### DATA FOR THIS TASK
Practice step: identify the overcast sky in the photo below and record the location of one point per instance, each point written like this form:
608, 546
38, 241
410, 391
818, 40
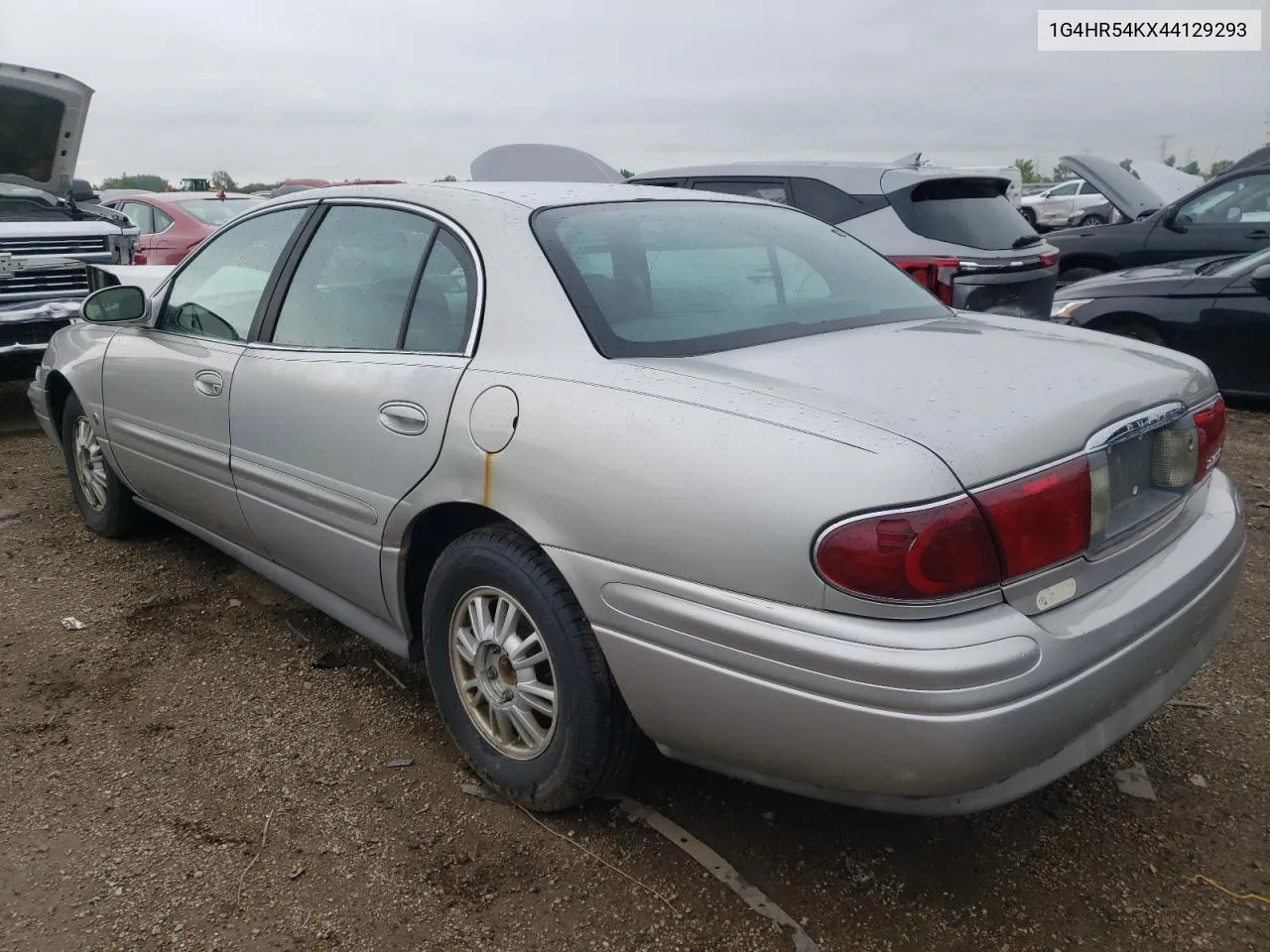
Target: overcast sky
407, 89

### WHAT YOU ARE ASKED TO DO
Write the data out again exactly, but without its images.

### ANSWER TO THE EXERCISE
Practice step: identify the overcast sky in the photo below and record the location of one point per instance, each point written like this form:
608, 546
38, 241
410, 391
818, 40
Target: overcast sky
407, 89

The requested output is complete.